* Begin Task data *
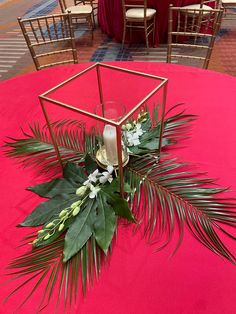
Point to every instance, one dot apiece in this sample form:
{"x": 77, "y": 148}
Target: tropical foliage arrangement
{"x": 77, "y": 223}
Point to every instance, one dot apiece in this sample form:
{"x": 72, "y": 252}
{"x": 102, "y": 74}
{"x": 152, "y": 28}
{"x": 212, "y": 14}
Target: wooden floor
{"x": 16, "y": 60}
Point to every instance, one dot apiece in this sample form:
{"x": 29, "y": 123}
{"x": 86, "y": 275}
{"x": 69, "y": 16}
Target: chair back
{"x": 50, "y": 38}
{"x": 133, "y": 4}
{"x": 214, "y": 4}
{"x": 191, "y": 35}
{"x": 63, "y": 5}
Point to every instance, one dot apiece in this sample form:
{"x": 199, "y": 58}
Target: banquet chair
{"x": 81, "y": 11}
{"x": 94, "y": 4}
{"x": 193, "y": 41}
{"x": 204, "y": 4}
{"x": 229, "y": 7}
{"x": 136, "y": 15}
{"x": 50, "y": 39}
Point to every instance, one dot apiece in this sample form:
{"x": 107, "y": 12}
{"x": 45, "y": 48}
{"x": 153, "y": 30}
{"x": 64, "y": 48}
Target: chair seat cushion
{"x": 196, "y": 7}
{"x": 138, "y": 13}
{"x": 80, "y": 9}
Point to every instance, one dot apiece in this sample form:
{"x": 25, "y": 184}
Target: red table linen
{"x": 135, "y": 280}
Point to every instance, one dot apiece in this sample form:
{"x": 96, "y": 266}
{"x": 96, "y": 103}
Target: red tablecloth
{"x": 110, "y": 17}
{"x": 136, "y": 280}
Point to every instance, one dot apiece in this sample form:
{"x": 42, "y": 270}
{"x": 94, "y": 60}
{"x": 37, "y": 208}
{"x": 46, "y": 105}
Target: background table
{"x": 136, "y": 280}
{"x": 110, "y": 17}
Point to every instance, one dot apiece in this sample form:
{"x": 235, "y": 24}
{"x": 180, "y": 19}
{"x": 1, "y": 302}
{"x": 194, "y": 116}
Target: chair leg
{"x": 123, "y": 38}
{"x": 94, "y": 23}
{"x": 146, "y": 36}
{"x": 90, "y": 22}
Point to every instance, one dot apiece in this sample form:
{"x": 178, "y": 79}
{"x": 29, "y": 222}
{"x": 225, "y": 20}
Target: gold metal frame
{"x": 192, "y": 24}
{"x": 51, "y": 32}
{"x": 45, "y": 98}
{"x": 146, "y": 23}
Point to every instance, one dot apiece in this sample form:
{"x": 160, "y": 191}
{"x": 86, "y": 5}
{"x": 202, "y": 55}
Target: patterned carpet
{"x": 15, "y": 58}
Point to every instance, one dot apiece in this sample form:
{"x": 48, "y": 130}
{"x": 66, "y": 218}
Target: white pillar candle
{"x": 109, "y": 138}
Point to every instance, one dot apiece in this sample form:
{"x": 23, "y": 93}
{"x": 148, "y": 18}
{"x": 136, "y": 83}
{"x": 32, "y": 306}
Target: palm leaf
{"x": 45, "y": 265}
{"x": 174, "y": 197}
{"x": 37, "y": 150}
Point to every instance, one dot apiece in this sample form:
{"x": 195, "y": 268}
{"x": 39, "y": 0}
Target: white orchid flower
{"x": 139, "y": 130}
{"x": 94, "y": 191}
{"x": 92, "y": 177}
{"x": 107, "y": 175}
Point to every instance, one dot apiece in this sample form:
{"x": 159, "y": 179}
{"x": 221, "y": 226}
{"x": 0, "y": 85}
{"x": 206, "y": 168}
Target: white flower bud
{"x": 76, "y": 211}
{"x": 50, "y": 225}
{"x": 75, "y": 204}
{"x": 61, "y": 227}
{"x": 128, "y": 126}
{"x": 47, "y": 236}
{"x": 63, "y": 213}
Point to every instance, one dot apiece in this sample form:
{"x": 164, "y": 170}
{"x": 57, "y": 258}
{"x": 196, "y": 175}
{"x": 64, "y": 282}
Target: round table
{"x": 136, "y": 280}
{"x": 110, "y": 17}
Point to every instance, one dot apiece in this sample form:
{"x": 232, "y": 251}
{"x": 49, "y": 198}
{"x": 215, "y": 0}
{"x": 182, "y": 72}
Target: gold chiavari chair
{"x": 93, "y": 4}
{"x": 192, "y": 39}
{"x": 50, "y": 39}
{"x": 204, "y": 4}
{"x": 80, "y": 12}
{"x": 136, "y": 15}
{"x": 229, "y": 7}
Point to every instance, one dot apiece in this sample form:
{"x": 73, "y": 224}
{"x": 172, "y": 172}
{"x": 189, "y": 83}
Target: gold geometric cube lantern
{"x": 105, "y": 97}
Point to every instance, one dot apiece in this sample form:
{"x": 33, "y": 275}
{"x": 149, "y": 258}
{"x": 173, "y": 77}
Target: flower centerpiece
{"x": 88, "y": 195}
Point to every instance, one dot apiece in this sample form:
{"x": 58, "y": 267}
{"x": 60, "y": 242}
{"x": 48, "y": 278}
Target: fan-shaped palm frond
{"x": 45, "y": 265}
{"x": 173, "y": 197}
{"x": 37, "y": 150}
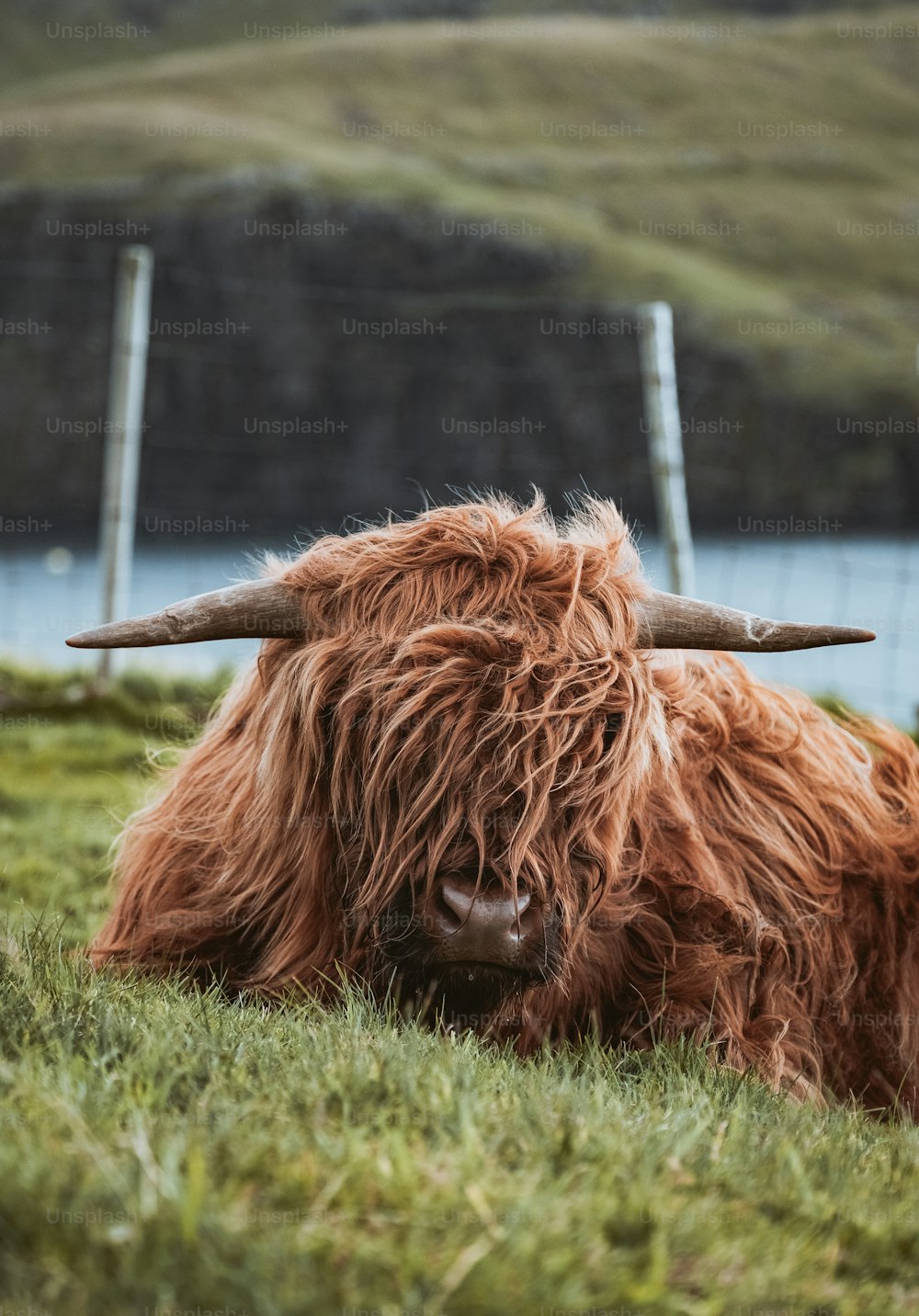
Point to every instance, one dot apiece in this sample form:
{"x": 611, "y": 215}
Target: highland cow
{"x": 478, "y": 766}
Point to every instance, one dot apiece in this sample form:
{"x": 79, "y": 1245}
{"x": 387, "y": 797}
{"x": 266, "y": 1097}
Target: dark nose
{"x": 493, "y": 925}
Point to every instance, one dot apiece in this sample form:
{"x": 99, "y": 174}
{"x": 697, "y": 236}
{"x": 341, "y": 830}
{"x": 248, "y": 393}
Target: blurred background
{"x": 399, "y": 250}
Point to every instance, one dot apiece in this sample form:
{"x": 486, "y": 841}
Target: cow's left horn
{"x": 672, "y": 621}
{"x": 255, "y": 609}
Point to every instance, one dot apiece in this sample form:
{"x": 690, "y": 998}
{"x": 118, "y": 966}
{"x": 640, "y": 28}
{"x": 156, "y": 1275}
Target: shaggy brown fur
{"x": 732, "y": 864}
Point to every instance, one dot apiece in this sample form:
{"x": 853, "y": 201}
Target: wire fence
{"x": 51, "y": 582}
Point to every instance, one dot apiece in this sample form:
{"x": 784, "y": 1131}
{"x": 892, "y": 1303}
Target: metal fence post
{"x": 122, "y": 435}
{"x": 665, "y": 441}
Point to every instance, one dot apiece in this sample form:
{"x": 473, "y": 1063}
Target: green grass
{"x": 164, "y": 1151}
{"x": 477, "y": 101}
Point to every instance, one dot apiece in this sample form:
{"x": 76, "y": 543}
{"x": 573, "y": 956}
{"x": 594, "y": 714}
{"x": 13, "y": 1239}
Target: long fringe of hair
{"x": 727, "y": 859}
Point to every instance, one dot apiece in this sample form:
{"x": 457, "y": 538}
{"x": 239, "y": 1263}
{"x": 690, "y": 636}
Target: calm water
{"x": 867, "y": 582}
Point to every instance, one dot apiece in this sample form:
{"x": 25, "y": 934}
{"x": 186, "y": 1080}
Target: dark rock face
{"x": 311, "y": 362}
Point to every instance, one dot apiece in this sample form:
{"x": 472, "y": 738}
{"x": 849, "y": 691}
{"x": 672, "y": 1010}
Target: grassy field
{"x": 165, "y": 1152}
{"x": 758, "y": 174}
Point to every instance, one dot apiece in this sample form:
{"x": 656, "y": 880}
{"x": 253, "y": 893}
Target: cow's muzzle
{"x": 469, "y": 945}
{"x": 486, "y": 926}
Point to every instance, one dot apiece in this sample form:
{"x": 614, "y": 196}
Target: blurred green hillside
{"x": 758, "y": 173}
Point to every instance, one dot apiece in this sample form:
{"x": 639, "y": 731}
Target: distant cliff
{"x": 313, "y": 361}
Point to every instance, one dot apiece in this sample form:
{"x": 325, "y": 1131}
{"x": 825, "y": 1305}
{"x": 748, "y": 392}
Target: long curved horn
{"x": 259, "y": 609}
{"x": 255, "y": 609}
{"x": 672, "y": 621}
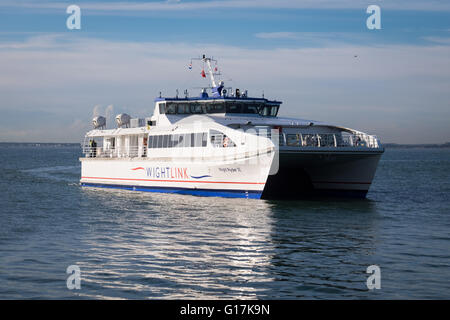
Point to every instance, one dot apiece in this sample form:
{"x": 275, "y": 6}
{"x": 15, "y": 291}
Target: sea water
{"x": 137, "y": 245}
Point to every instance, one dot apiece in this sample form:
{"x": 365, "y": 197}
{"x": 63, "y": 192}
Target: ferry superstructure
{"x": 225, "y": 143}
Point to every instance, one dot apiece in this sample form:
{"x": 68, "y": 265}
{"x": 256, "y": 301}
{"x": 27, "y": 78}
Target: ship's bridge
{"x": 224, "y": 105}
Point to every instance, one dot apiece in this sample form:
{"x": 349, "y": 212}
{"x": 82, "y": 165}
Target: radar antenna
{"x": 212, "y": 72}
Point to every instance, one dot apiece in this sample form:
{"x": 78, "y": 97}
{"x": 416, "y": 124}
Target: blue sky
{"x": 302, "y": 52}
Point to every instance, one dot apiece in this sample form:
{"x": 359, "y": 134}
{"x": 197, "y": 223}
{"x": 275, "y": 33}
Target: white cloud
{"x": 398, "y": 92}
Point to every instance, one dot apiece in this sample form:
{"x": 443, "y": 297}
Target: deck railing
{"x": 320, "y": 140}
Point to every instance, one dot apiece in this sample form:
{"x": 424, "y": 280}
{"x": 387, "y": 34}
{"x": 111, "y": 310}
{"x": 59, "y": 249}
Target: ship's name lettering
{"x": 167, "y": 172}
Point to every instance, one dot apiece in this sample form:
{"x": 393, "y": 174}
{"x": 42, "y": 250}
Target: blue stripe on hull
{"x": 196, "y": 192}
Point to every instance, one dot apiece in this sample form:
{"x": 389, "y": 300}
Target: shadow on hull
{"x": 289, "y": 184}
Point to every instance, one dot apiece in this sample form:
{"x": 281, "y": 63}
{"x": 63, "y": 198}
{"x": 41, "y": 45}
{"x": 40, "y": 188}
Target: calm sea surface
{"x": 146, "y": 245}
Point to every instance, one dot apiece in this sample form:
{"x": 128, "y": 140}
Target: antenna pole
{"x": 211, "y": 75}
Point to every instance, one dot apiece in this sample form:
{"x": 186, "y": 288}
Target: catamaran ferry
{"x": 225, "y": 143}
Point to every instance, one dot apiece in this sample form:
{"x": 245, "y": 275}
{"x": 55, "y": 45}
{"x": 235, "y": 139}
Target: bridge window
{"x": 182, "y": 140}
{"x": 220, "y": 140}
{"x": 215, "y": 107}
{"x": 162, "y": 108}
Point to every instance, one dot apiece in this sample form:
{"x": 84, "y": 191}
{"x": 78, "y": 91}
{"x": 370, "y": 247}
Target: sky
{"x": 317, "y": 56}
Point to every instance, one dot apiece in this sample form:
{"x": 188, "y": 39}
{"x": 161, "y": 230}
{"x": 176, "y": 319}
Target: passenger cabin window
{"x": 162, "y": 108}
{"x": 250, "y": 108}
{"x": 215, "y": 108}
{"x": 182, "y": 140}
{"x": 171, "y": 108}
{"x": 220, "y": 140}
{"x": 266, "y": 110}
{"x": 196, "y": 108}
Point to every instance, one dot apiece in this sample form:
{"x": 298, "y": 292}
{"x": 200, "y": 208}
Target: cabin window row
{"x": 182, "y": 140}
{"x": 196, "y": 108}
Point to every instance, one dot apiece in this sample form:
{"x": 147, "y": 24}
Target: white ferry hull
{"x": 237, "y": 179}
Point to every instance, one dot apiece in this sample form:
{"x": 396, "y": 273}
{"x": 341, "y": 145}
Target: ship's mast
{"x": 211, "y": 72}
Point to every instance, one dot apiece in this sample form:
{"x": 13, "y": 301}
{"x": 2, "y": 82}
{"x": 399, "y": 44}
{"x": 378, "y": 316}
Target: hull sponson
{"x": 236, "y": 178}
{"x": 306, "y": 174}
{"x": 195, "y": 192}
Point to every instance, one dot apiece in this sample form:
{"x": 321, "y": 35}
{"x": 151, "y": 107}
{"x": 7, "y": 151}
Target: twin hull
{"x": 300, "y": 173}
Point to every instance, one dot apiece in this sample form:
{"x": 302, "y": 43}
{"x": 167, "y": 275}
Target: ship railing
{"x": 331, "y": 140}
{"x": 118, "y": 152}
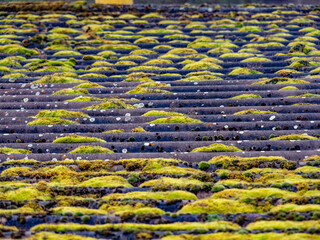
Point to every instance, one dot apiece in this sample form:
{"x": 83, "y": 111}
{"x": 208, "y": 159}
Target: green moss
{"x": 14, "y": 151}
{"x": 91, "y": 149}
{"x": 256, "y": 59}
{"x": 52, "y": 121}
{"x": 303, "y": 136}
{"x": 60, "y": 113}
{"x": 245, "y": 96}
{"x": 177, "y": 226}
{"x": 58, "y": 79}
{"x": 107, "y": 181}
{"x": 114, "y": 104}
{"x": 25, "y": 194}
{"x": 217, "y": 206}
{"x": 170, "y": 195}
{"x": 277, "y": 80}
{"x": 166, "y": 182}
{"x": 161, "y": 113}
{"x": 243, "y": 71}
{"x": 89, "y": 85}
{"x": 176, "y": 119}
{"x": 254, "y": 111}
{"x": 217, "y": 147}
{"x": 281, "y": 225}
{"x": 17, "y": 49}
{"x": 138, "y": 129}
{"x": 73, "y": 138}
{"x": 304, "y": 95}
{"x": 70, "y": 91}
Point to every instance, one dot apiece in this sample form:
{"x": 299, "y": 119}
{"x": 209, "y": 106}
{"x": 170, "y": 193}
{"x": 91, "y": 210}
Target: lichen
{"x": 253, "y": 111}
{"x": 91, "y": 149}
{"x": 217, "y": 147}
{"x": 176, "y": 119}
{"x": 52, "y": 121}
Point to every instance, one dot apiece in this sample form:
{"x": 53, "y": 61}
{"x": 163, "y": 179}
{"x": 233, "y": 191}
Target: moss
{"x": 256, "y": 59}
{"x": 281, "y": 225}
{"x": 17, "y": 49}
{"x": 223, "y": 158}
{"x": 91, "y": 149}
{"x": 166, "y": 182}
{"x": 304, "y": 95}
{"x": 303, "y": 136}
{"x": 60, "y": 113}
{"x": 52, "y": 121}
{"x": 170, "y": 195}
{"x": 107, "y": 181}
{"x": 277, "y": 80}
{"x": 177, "y": 226}
{"x": 58, "y": 79}
{"x": 114, "y": 104}
{"x": 202, "y": 65}
{"x": 70, "y": 91}
{"x": 243, "y": 71}
{"x": 217, "y": 206}
{"x": 89, "y": 85}
{"x": 176, "y": 119}
{"x": 5, "y": 150}
{"x": 253, "y": 111}
{"x": 73, "y": 138}
{"x": 115, "y": 131}
{"x": 161, "y": 113}
{"x": 25, "y": 194}
{"x": 217, "y": 147}
{"x": 245, "y": 96}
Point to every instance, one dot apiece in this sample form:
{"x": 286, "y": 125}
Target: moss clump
{"x": 70, "y": 91}
{"x": 60, "y": 113}
{"x": 161, "y": 113}
{"x": 17, "y": 49}
{"x": 115, "y": 104}
{"x": 288, "y": 88}
{"x": 52, "y": 121}
{"x": 170, "y": 195}
{"x": 277, "y": 80}
{"x": 217, "y": 206}
{"x": 73, "y": 138}
{"x": 176, "y": 119}
{"x": 14, "y": 151}
{"x": 304, "y": 95}
{"x": 217, "y": 147}
{"x": 138, "y": 129}
{"x": 167, "y": 182}
{"x": 107, "y": 181}
{"x": 245, "y": 96}
{"x": 201, "y": 65}
{"x": 91, "y": 149}
{"x": 89, "y": 85}
{"x": 243, "y": 71}
{"x": 303, "y": 136}
{"x": 253, "y": 111}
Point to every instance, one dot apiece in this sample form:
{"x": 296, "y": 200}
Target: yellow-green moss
{"x": 60, "y": 113}
{"x": 107, "y": 181}
{"x": 176, "y": 119}
{"x": 52, "y": 121}
{"x": 91, "y": 149}
{"x": 303, "y": 136}
{"x": 170, "y": 195}
{"x": 217, "y": 147}
{"x": 217, "y": 206}
{"x": 73, "y": 138}
{"x": 245, "y": 96}
{"x": 111, "y": 105}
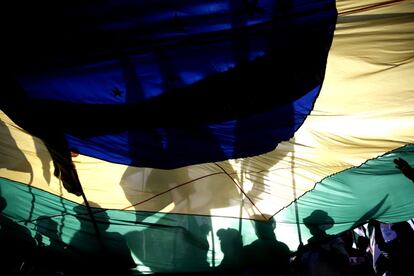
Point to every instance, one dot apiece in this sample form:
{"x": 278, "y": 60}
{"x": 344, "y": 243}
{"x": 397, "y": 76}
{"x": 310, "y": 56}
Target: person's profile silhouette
{"x": 106, "y": 252}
* End Task data *
From the listing above, pull out every line that contains the string "moss".

Target: green moss
Target: moss
Target: moss clump
Target: yellow-green moss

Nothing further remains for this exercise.